Start of SELECTED TEXT
Gender treatments need review
The closure in Britain of the Tavistock gender clinic strengthens the call for a proper investigation into how vulnerable young people are being treated in Australia. The sharp growth in claims of gender dysphoria, particularly by young women who feel they should be male, is a confronting trend that requires serious attention. The Weekend Australian has been particularly concerned by claims critical of the speed with which young people have been encouraged to undergo irreversible treatment, sometimes without the consent of parents.
Even discussing the issue has raised the ire of some practitioners, resulting in lengthy investigations into our reporting. The finding of the Australian Press Council in September last year that our work was in the public interest, despite partly upholding a complaint by Dr Michelle Telfer, who runs the gender clinic at the Royal Children’s Hospital Melbourne, has been validated by the Tavistock decision. This is particularly so given the reliance that specialists working in this area here have put on the controversial methods and approaches used at Tavistock. Australian clinics use the same hormonal treatments, including puberty blockers.
End of SELECTED TEXT
Start of EXCERPTED RECORDS
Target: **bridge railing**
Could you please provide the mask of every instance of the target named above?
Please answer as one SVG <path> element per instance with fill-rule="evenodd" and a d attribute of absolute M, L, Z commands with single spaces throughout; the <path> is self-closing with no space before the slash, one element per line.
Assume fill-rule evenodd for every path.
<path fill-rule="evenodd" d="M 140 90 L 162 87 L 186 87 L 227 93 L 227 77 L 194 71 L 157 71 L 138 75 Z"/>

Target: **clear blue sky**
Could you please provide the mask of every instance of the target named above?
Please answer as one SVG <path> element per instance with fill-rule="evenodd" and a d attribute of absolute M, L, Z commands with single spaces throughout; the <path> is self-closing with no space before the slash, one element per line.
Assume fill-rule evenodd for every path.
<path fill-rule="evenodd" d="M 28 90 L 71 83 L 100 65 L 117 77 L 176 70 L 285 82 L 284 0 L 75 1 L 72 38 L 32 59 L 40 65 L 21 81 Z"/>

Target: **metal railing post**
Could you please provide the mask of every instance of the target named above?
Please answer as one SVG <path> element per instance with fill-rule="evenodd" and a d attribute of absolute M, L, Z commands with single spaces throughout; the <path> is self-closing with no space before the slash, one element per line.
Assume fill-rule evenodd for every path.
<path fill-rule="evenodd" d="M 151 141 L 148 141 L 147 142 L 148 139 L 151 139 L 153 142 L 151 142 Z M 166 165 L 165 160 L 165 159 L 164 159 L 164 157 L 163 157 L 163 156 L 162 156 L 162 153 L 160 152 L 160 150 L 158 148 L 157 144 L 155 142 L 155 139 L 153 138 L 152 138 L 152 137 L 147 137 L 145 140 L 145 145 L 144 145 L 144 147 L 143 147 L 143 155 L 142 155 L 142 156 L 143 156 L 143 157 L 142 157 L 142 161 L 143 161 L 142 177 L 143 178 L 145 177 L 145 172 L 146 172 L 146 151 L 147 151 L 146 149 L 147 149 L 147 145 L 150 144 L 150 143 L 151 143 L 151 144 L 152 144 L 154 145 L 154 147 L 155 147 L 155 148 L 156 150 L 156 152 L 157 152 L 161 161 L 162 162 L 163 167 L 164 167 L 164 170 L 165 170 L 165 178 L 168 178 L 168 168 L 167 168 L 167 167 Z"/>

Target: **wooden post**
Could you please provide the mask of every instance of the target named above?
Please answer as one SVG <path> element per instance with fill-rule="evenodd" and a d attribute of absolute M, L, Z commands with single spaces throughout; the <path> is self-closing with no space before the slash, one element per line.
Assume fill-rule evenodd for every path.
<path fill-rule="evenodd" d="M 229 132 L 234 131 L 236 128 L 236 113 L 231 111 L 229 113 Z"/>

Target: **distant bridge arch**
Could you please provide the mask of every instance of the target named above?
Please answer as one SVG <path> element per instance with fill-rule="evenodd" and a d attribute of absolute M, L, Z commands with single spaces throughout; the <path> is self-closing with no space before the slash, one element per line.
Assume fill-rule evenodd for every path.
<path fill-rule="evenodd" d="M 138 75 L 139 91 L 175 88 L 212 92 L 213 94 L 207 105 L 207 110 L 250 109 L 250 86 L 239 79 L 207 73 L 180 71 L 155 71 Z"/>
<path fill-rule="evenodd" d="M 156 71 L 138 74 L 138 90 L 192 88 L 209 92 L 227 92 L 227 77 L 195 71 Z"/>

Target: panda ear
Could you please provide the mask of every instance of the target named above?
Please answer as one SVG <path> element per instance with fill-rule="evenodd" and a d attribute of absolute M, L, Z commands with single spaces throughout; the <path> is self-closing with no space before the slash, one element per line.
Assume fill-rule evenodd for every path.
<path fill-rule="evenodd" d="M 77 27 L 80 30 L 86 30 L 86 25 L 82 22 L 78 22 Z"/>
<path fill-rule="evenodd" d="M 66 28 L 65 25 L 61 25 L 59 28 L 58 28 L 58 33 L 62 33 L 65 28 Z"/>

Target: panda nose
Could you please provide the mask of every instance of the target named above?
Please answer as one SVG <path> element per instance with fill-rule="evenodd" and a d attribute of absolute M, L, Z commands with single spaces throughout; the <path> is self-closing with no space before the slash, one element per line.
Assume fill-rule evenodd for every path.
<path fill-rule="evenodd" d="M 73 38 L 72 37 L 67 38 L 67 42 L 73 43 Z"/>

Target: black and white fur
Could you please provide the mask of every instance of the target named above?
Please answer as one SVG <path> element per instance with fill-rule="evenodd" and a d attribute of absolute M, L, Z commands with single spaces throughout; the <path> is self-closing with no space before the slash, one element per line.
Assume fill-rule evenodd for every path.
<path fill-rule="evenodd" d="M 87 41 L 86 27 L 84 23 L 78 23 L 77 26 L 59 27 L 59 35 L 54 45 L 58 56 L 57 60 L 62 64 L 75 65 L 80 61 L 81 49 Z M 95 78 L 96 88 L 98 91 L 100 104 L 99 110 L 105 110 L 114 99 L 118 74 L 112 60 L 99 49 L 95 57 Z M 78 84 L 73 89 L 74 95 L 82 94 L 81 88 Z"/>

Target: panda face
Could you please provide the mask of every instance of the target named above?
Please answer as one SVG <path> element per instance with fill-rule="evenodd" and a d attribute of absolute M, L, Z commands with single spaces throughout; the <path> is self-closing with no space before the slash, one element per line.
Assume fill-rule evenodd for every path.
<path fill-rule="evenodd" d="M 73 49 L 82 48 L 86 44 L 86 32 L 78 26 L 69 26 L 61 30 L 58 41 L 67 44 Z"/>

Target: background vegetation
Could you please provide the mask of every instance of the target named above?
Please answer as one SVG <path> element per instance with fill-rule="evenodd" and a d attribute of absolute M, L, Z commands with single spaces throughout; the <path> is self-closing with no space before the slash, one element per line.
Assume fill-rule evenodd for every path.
End of EXCERPTED RECORDS
[REQUIRED WORK] Continue the gender-treatment editorial from the point where it stops. The data come from a source separate from the gender-treatment editorial.

[ANSWER TO THIS EXERCISE]
The British clinic is being shut down after it was criticised in an independent review that highlighted very poor evidence to support hormonal treatment. Doctors reported concerns that some patients were referred on to a gender transitioning pathway too quickly. Gender identity services at Tavistock will be brought to a close and transferred to two services led by specialist children’s hospitals in London and the North West.
Once very rare, the diagnosis of gender dysphoria has taken off among teenagers in affluent countries, including Australia. A “gender affirming” world view pioneered in Australia confronts parents with a stark and false choice: streamlined access to “lifesaving treatment”, or a child left to suffer the suicidal distress of a gender identity at odds with the body’s biology. Persuaded by gender clinicians and human rights lawyers, the Family Court had made it easier over the past several years for children and adolescents to get puberty-blocker drugs, cross-sex hormones and surgery such as mastectomy without the obstacle of a court application, as long as parents did not disagree. With the closure of Tavistock, the question must be asked: If it is unsafe in the UK, can the same approach be considered safe in Australia? There is an urgent need to revisit the findings of a flawed inquiry initiated by former federal health minister Greg Hunt that preserved the status quo. Parents and children in need deserve to know the treatments they are being offered do not fall outside mainstream mental health guidelines or have been motivated by hardcore transgender ideology. The closure of Tavistock should open the way for a proper, open investigation.